Exercise data:
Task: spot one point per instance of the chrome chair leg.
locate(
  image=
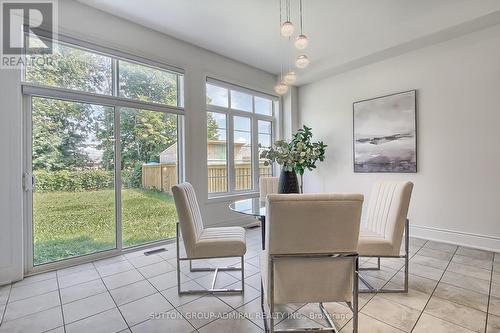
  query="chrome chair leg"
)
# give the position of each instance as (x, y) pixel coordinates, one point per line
(216, 270)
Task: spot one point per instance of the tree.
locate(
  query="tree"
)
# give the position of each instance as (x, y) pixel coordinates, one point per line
(65, 133)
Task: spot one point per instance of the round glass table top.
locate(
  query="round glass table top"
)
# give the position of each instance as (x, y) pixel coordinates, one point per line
(254, 206)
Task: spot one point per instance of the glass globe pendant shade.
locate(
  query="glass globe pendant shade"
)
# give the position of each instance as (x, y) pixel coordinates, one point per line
(302, 61)
(287, 29)
(281, 88)
(290, 77)
(301, 42)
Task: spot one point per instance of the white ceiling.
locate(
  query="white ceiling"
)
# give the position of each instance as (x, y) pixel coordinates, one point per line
(343, 34)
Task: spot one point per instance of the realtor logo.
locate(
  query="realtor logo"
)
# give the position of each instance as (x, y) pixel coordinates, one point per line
(28, 28)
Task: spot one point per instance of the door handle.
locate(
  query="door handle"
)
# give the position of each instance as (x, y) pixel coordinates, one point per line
(28, 181)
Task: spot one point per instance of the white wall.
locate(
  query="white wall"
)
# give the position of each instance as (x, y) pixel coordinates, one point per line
(457, 188)
(80, 21)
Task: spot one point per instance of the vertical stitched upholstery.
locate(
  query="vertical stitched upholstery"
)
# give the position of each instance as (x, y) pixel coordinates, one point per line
(311, 224)
(268, 185)
(388, 210)
(190, 221)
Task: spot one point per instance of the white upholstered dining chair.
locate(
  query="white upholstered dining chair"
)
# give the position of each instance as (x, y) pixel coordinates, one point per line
(268, 185)
(205, 243)
(386, 223)
(310, 255)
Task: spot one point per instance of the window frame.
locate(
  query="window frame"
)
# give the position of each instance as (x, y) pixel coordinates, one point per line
(254, 118)
(30, 90)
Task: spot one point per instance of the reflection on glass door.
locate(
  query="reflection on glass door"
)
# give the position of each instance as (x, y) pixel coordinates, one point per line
(149, 168)
(73, 165)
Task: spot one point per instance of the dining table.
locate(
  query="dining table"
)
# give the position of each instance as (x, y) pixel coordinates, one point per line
(255, 207)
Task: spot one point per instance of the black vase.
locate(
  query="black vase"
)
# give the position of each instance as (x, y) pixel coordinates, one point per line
(288, 182)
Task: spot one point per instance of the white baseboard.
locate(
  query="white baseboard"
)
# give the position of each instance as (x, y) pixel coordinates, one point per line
(482, 242)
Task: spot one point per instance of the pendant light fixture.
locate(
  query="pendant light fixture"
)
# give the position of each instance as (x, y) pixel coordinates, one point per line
(287, 27)
(290, 77)
(301, 41)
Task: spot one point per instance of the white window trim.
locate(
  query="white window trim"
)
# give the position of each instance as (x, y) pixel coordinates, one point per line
(30, 90)
(229, 112)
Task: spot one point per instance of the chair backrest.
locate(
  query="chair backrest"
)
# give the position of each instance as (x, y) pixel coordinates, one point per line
(188, 211)
(313, 223)
(306, 224)
(268, 185)
(388, 209)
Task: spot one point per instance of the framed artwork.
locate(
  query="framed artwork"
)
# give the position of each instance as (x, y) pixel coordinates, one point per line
(385, 133)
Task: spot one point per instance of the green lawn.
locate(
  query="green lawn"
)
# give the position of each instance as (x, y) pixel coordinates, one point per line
(69, 224)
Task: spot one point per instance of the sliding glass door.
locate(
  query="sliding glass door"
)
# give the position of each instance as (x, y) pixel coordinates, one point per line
(78, 208)
(149, 169)
(101, 155)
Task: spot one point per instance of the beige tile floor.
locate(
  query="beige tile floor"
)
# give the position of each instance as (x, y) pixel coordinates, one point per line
(452, 289)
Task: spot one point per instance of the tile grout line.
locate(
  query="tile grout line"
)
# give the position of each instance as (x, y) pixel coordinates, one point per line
(5, 309)
(433, 291)
(111, 296)
(376, 293)
(489, 294)
(381, 294)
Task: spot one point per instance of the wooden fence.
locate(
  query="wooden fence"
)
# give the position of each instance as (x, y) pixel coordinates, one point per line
(163, 176)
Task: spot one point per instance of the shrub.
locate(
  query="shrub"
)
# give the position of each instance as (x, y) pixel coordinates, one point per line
(132, 178)
(73, 181)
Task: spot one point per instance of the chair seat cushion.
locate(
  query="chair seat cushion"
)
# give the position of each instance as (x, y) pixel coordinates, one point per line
(221, 242)
(373, 244)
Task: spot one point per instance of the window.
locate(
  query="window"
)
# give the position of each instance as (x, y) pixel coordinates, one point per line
(238, 121)
(103, 135)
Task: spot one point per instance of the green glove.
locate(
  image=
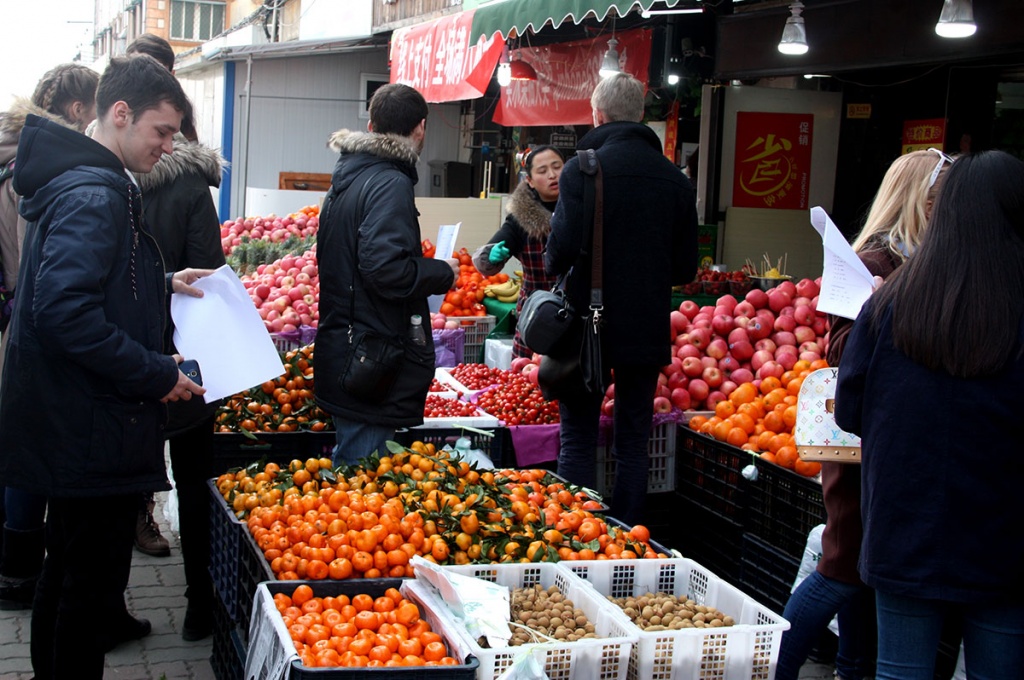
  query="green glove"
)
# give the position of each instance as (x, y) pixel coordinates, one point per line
(499, 253)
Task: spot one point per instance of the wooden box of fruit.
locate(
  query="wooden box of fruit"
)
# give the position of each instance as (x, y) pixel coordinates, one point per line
(689, 624)
(545, 625)
(293, 617)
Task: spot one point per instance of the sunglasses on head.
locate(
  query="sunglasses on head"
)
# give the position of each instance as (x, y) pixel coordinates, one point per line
(943, 159)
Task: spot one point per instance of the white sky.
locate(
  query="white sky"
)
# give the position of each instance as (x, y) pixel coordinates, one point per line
(36, 35)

Goal of the exercise: Copy every one of the entries above word for word, leaving out the pictures.

Correct result:
Task: spot one point per instance of the chrome chair leg.
locate(
  image=
  query="chrome chair leg"
)
# give the position of each instance as (x, y) pixel coordinates, one point per line
(216, 270)
Task: spot one point per instance of the tree.
locate(
  query="tree"
)
# give the position of each instance as (x, y) pixel coordinates, one point per line
(65, 133)
Task: spot one point per instance of the round glass table top.
locate(
  query="round glass table top"
)
# give the position of each instance as (x, y) pixel coordinates, one point per line
(254, 206)
Task: spot one point per instance of the glass globe pendant shade.
locate(
  query="glass globe pendant shade"
)
# give the position of each instance as (x, y) pixel coordinates, one point per line
(302, 61)
(287, 29)
(281, 88)
(290, 77)
(301, 42)
Task: spot one point per instance of the white ceiling.
locate(
  query="white ceiling"
)
# give the position of each instance as (x, y) pixel coordinates, one point per line
(343, 34)
Task: spot one point per instance of the realtor logo.
locate(
  query="realtor logo"
)
# give the position of each instance as (x, y) pixel coordinates, one point per line
(28, 28)
Task: spot one point per instance of the door handle.
locate(
  query="door handle"
)
# give the position of each instance as (x, y) pixel coordinates, one point per line
(28, 181)
Task: spot one point per instance of the white wall.
locate(
  query="white wall"
)
# give the position of each instance as (x, y) pixel coordinates, one point per line
(457, 188)
(80, 21)
Task: spot one point per instance of the vertical stitched upholstery.
locate(
  query="vertical stitched upholstery"
)
# give the position of each instance as (x, y) pixel coordinates, one point per line
(311, 224)
(268, 185)
(388, 210)
(190, 221)
Task: spot one point per instance of the white upholstered dining chair.
locate(
  query="white upholstered dining chair"
)
# give the position of each instance as (x, y) pixel coordinates, one point per line
(268, 185)
(205, 243)
(386, 223)
(310, 255)
Task: spot one point per instance of the window frame.
locate(
  query="window frame"
)
# give the position of each instance as (x, y) pixel coordinates, one point per line
(254, 118)
(30, 90)
Task: spot one point per instance of the reflection on glass door.
locate(
  query="reflection on glass door"
)
# give the position of each instance as (x, y) pixel coordinates, one point per line
(149, 168)
(73, 165)
Task: spot one point per instance of the dining table.
locate(
  query="dining table"
)
# give the position of each instance as (x, y) pixel coordinates, one point per line
(255, 207)
Task: spot one point per instance of the black vase.
locate(
  query="black vase"
)
# give the position of each instance as (x, y) pixel coordinates, one point per line
(288, 182)
Task: spot one point per instance of the white baseboard.
locate(
  query="white baseboard"
)
# give the position of each instance as (x, y) pixel coordinates, one point per line
(482, 242)
Task: spot one point per instance of the pendant light fixture.
locate(
  query="pendant light fixture"
)
# give the position of each instance as (x, y) pixel coordinates, one point per line
(287, 27)
(290, 77)
(301, 41)
Task: spot one point per instance of the white window trim.
locate(
  query="white window trim"
)
# give the position of each instance as (x, y) pixel coordinates, one point per line
(30, 90)
(229, 112)
Task: spot one point per instance of the chair backrest.
locate(
  query="chair backrest"
)
# give the position of each instance as (x, y) pixel coordinates, one point per line
(188, 211)
(313, 223)
(306, 224)
(268, 185)
(388, 209)
Task: spot one point per instance of the framed artwork.
locate(
  query="framed artwork"
)
# give the position of each instance as (x, y) pixel coordinates, one point per line
(385, 133)
Task: spot one point per instance of the green lawn.
locate(
  query="green lawn"
)
# give the position of each instance as (x, y) pixel coordinates, one point per line
(69, 224)
Task: spot one point per instance of the sliding glass door.
locate(
  query="sliding glass door"
)
# give the position of each instance as (x, y) pixel coordinates, one point per line
(78, 208)
(149, 169)
(101, 155)
Task: spot one point per instance of the beige tile floor.
locate(
  query="beige tile floor"
)
# give the position of each instance as (x, y) pixel coordinates, one point per line
(452, 289)
Task: spot one point per instance of the tile grout line.
locate(
  query="tile grout line"
)
# give the position of each instance as (x, y) pixel coordinates, one point per line
(5, 309)
(433, 291)
(111, 296)
(376, 293)
(489, 294)
(381, 294)
Task: spot one point per instance of the wooden fence.
locate(
  query="wooden fence"
)
# give the position of each instance as (x, y) pixel coordinates, one point per line
(163, 176)
Task: spot one point per instance of the shrub.
locate(
  query="shrub"
)
# give the position of each instance as (x, y) pixel coordinates, one point per line
(132, 178)
(73, 181)
Task: spot one point per instance of the chair seat cushion.
locate(
  query="chair seat cushion"
)
# give the position of each instance as (x, y) pixel coordinates, one point per line
(221, 242)
(373, 244)
Task: spot one point per instance of the window.
locate(
  query="window"
)
# give the position of each instance as (x, y) pixel coordinates, one point per line
(238, 121)
(103, 135)
Task: spot one point per instance of the green glove.
locate(
  image=
  query="green glove"
)
# give the position of each instance as (x, y) pixel coordinates, one point per line
(499, 253)
Task: spot one point per instance of the wooden box of fruit.
locate(
  query="wooden box of fruit"
)
# give the position of each instance as (x, y) pixel coordinates, one point per line
(689, 624)
(545, 625)
(293, 617)
Task: spot one point per instance of the sunglasses on head.
locate(
  query="sunglasses on head"
)
# give the position of each instance as (x, y) pixel coordinates, one point per line
(943, 159)
Task: spot one point per instance of the white sky.
locate(
  query="white sky"
)
# give the position of each instance as (x, y) pixel coordinates, one point per line
(36, 35)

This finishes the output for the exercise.